SULUK KUMADHANGING JAGAT
1.
Gunung Maligiretna.
Suluk
Kumandhang yang berupa naskah dapat ditemukan paling tidak sebanyak tujuh buah.
Ringkasan isi : Ada seorang pertapa di Gunung Maligiretna, bernama Si
Kumandhang, yang telah mendapat anugrah Hyang Sukma atau Tuha. Selama bertapa
di Maligiretna, Si Kumandhang mengajar para penduduk, tua muda, tentang
cara-cara orang mengabdi dan menuntut ilmu. Pelajaran terutama ditujukan kepada
mereka yang masih muda, karena dianggap belum berpengalaman, sedang yang telah
tua, tentu sudah mampu memberi tutur kata yang menyejukkan hati.
Jikalau
tidak demikian berarti hanya umurnya saja yang telah lanjut, tetapi juwanya
kosong, tidak bernas, tubuhnya saja yang telah susut kekuatannya, tetapi orang
tidak dapat memetik mutiara dari padanya. Orang seperti itu berjiwa kerdil,
picik pengetahuannya, karena ketika masih muda enggan bertapa, hanya
mengandalkan kekuatan fisik, tidak mau menuntut ilmu dan tidak mengingat bahwa
kehidupan di dunia ini tidak kekal, bahwa orang hidup akhirnya pasti mati
juga.tidak ada niat sedikitpun untuk berbakti kepada Tuhan, sebab itu orang
muda jangan segan bertanya kepada orang yang mempunyai kelebihan. Kelak,
apabila telah pandai, hendaknya tetap rendah hati. Jangan lupa belajar mengaji,
hidup prihatin, mencari nafkah dengan halal, agar selagi hidup beroleh manfaat.

● ● ● ● ●

Salin tanpa perubahan bagian teks tentang Suluk Kumandhang, dimulai dengan "SULUK KUMADHANGING JAGAT" dan berlanjut hingga "yang menyejukkan hati.".

Daftar Data:
● ● ● ● ●

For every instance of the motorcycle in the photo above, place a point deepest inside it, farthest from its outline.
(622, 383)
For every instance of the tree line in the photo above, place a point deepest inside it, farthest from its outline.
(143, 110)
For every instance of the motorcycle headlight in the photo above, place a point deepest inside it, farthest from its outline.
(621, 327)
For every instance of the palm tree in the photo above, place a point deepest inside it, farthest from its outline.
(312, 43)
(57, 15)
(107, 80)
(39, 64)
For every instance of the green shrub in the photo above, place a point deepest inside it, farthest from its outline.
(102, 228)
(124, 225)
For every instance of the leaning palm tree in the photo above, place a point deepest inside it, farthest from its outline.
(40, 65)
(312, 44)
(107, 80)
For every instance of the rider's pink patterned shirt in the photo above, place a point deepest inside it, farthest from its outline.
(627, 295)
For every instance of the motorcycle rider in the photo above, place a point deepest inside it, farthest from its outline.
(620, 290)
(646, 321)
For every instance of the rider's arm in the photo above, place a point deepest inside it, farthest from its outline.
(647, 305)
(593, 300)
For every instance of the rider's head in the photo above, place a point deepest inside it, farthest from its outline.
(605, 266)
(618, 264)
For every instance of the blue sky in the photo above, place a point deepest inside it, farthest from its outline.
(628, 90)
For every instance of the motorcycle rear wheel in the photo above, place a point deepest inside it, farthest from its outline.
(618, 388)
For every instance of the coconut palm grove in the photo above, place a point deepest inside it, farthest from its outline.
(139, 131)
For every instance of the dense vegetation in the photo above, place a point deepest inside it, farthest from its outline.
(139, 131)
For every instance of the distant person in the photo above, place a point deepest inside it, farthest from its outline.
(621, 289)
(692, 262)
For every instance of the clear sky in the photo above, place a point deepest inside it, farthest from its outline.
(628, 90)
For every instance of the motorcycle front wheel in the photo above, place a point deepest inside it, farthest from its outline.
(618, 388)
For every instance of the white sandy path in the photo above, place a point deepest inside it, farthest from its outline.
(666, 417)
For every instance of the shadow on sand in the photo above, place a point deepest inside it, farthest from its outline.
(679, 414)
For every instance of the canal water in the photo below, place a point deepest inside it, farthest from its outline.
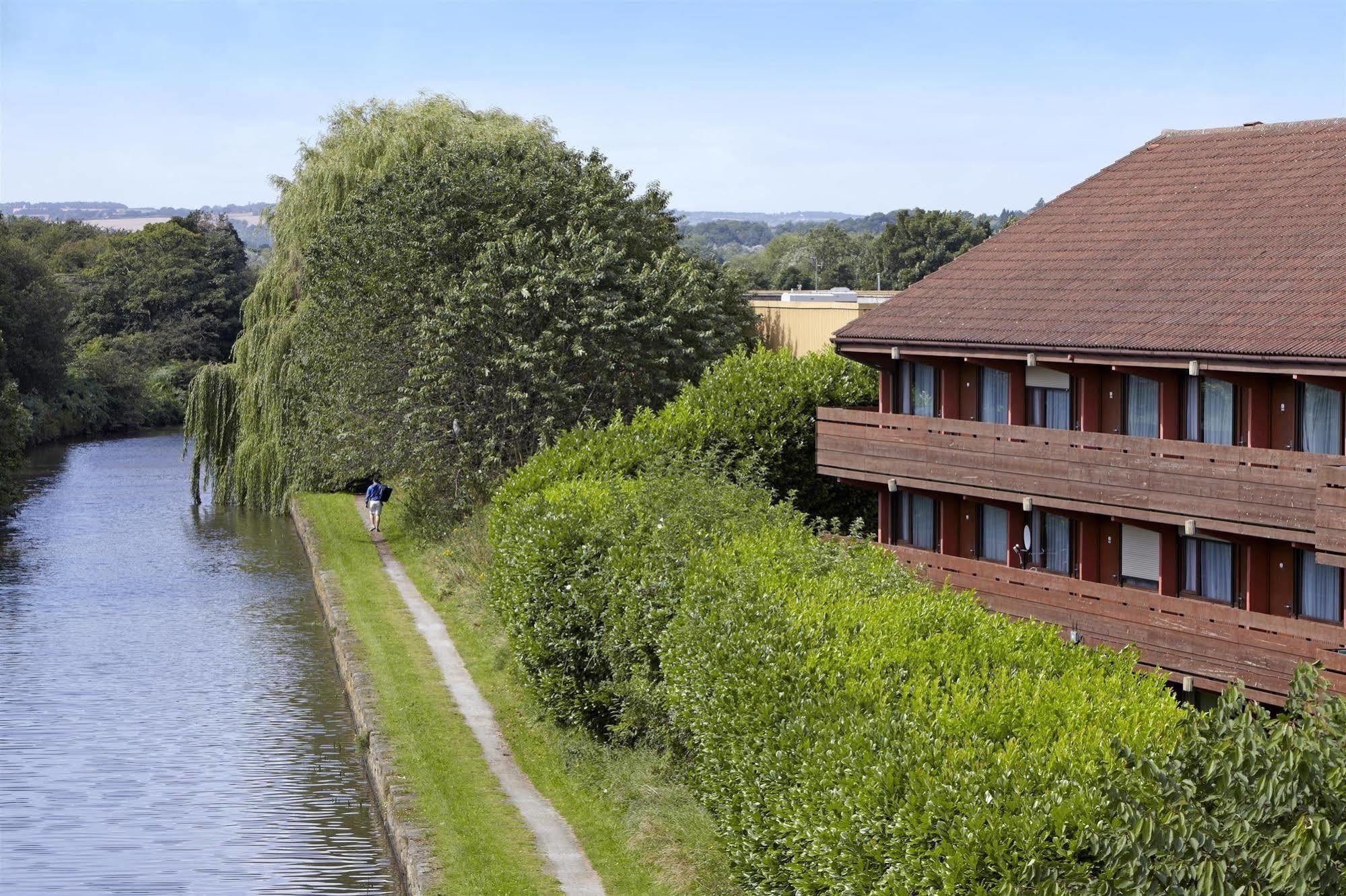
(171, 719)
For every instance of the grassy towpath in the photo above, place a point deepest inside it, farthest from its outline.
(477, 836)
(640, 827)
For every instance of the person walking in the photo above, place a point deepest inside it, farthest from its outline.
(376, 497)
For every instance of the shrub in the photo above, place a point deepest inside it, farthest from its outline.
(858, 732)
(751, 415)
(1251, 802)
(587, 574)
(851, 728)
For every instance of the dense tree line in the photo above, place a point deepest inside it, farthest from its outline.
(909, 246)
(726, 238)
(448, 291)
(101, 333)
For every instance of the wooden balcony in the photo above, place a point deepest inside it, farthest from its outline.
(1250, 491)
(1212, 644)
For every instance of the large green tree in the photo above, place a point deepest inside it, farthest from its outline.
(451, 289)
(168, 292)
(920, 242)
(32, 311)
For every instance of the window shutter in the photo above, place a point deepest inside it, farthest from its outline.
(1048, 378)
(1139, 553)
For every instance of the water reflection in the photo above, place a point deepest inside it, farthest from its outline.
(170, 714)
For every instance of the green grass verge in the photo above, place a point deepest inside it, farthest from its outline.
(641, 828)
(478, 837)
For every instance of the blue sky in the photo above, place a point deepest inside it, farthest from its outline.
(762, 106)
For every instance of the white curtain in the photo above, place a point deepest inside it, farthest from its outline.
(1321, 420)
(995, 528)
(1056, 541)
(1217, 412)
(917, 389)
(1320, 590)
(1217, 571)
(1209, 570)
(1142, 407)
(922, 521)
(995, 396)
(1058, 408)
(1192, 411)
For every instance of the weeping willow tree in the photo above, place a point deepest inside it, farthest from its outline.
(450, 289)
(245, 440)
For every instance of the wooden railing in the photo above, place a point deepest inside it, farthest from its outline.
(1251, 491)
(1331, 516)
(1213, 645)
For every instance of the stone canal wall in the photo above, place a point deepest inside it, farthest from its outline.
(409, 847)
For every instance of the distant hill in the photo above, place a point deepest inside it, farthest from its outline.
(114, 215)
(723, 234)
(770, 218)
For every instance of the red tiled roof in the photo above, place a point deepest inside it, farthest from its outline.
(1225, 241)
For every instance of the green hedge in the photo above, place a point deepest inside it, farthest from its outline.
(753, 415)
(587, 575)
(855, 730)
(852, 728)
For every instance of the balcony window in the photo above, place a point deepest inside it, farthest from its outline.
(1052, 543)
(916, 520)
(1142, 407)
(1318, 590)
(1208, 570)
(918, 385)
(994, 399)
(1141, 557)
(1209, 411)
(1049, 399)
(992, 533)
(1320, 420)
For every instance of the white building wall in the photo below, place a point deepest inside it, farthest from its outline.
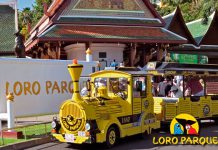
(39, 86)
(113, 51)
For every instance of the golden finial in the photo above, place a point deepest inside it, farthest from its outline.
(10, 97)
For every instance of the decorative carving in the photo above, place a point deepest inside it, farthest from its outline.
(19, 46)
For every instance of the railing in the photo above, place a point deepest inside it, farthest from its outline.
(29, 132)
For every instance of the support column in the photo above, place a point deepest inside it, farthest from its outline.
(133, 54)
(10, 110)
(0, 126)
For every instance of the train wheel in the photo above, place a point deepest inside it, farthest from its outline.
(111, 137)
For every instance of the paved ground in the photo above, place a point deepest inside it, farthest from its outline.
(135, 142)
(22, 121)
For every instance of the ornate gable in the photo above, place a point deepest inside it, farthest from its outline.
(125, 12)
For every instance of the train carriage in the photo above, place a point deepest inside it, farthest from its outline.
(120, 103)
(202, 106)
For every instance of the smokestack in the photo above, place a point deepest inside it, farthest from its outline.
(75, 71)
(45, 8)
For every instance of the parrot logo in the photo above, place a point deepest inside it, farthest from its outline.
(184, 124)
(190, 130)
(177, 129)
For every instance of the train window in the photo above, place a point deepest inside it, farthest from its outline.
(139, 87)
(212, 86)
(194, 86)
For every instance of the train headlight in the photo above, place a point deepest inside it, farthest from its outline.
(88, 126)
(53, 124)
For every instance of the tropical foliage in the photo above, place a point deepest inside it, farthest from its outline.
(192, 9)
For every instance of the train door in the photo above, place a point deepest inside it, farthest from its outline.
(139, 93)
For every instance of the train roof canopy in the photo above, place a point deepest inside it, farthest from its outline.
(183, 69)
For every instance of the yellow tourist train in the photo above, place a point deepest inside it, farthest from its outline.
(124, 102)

● ● ● ● ●

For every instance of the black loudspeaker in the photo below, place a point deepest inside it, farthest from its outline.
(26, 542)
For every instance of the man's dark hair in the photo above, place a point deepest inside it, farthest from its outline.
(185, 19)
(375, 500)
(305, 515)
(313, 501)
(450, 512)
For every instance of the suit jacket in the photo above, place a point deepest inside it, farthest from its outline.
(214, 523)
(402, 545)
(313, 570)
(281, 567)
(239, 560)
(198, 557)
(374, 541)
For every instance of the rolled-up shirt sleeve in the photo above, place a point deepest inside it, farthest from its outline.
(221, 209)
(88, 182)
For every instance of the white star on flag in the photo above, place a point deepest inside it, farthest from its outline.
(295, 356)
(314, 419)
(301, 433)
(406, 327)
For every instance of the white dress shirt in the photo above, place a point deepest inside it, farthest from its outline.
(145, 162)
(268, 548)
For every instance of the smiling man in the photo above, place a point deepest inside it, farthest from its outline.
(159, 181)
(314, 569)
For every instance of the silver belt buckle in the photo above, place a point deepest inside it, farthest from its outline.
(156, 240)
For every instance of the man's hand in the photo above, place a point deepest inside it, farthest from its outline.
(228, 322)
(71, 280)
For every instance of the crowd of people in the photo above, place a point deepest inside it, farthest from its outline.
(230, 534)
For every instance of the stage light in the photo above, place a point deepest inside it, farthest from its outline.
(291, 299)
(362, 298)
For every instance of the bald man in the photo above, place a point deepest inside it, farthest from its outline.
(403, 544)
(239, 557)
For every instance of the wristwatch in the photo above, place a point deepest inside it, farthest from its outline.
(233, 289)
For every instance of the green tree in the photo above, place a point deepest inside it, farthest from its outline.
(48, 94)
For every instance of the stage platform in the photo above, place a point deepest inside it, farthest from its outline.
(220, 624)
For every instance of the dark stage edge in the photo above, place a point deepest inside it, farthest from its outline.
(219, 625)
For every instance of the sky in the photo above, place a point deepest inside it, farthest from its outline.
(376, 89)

● ● ● ● ●

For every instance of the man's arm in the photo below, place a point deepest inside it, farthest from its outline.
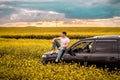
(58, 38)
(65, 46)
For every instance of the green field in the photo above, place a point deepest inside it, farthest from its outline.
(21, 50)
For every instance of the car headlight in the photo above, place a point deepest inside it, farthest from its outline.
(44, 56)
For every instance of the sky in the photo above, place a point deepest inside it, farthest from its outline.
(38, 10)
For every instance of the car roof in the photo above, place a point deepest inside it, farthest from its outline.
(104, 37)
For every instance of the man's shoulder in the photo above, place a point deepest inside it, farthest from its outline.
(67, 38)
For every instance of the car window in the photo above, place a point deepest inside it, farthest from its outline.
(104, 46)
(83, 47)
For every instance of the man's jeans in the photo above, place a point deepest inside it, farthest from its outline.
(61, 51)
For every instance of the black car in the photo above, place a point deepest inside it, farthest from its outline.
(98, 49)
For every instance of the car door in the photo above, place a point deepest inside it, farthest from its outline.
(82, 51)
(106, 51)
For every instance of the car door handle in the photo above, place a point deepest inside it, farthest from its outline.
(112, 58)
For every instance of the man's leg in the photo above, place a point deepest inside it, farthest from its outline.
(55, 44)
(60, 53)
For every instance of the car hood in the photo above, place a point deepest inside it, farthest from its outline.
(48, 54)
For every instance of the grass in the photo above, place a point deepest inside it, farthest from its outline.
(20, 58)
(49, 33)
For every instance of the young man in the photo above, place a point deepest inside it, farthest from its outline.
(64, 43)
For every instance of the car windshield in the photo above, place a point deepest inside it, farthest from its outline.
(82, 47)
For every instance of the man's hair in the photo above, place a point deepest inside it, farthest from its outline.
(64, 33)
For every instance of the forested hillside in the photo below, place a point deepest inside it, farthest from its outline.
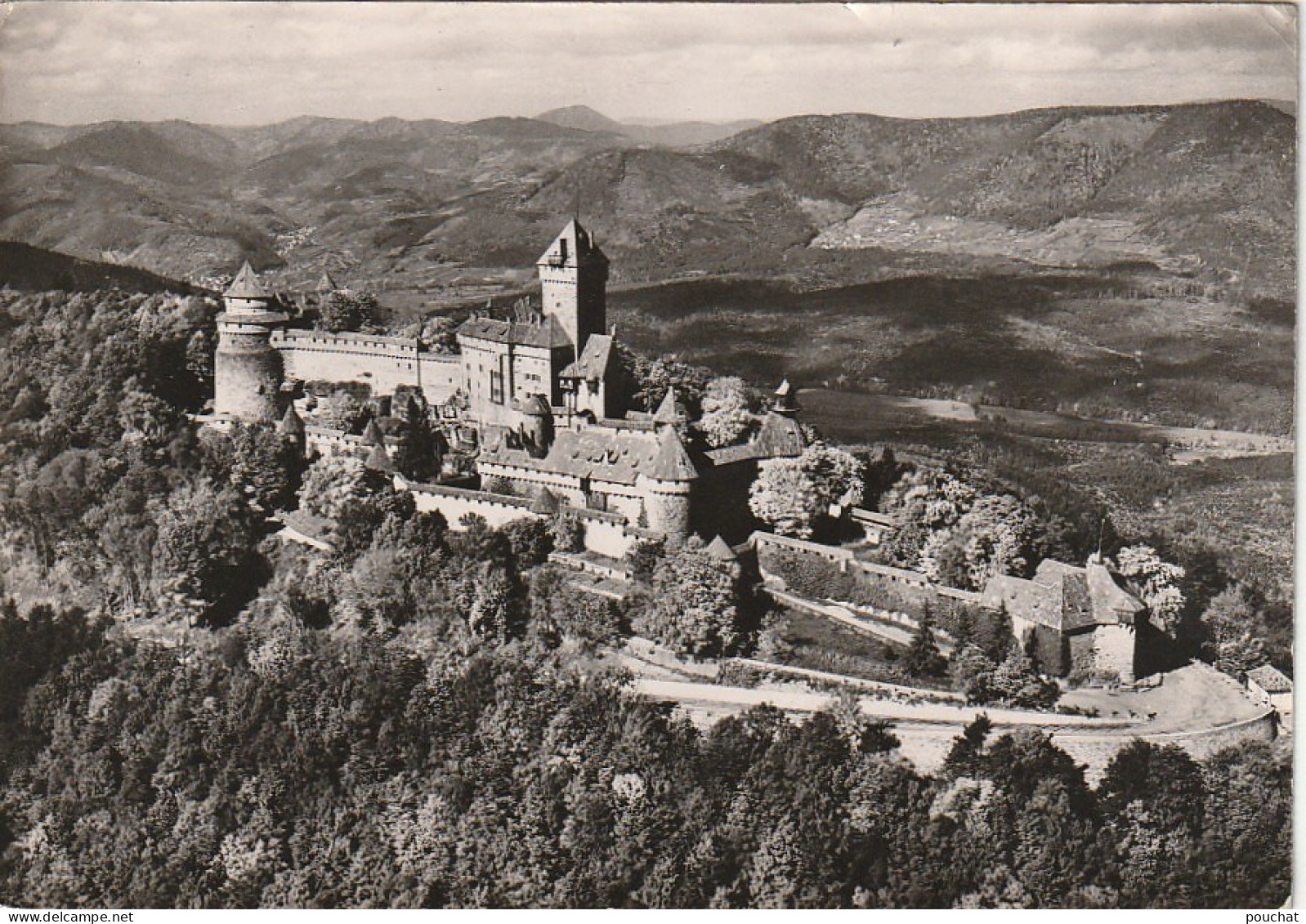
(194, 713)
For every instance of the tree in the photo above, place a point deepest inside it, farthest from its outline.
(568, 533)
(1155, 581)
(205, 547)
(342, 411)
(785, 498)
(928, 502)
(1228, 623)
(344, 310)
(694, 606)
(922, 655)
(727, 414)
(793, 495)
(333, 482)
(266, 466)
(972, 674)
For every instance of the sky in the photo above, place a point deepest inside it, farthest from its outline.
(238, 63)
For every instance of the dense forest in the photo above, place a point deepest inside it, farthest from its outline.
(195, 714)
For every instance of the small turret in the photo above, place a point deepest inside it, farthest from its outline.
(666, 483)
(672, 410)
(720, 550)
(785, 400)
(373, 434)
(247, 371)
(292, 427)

● ● ● ● ●

JAWABAN LENGKAP:
SULUK KUMADHANGING JAGAT
1.
Gunung Maligiretna.
Suluk
Kumandhang yang berupa naskah dapat ditemukan paling tidak sebanyak tujuh buah.
Ringkasan isi : Ada seorang pertapa di Gunung Maligiretna, bernama Si
Kumandhang, yang telah mendapat anugrah Hyang Sukma atau Tuha. Selama bertapa
di Maligiretna, Si Kumandhang mengajar para penduduk, tua muda, tentang
cara-cara orang mengabdi dan menuntut ilmu. Pelajaran terutama ditujukan kepada
mereka yang masih muda, karena dianggap belum berpengalaman, sedang yang telah
tua, tentu sudah mampu memberi tutur kata yang menyejukkan hati.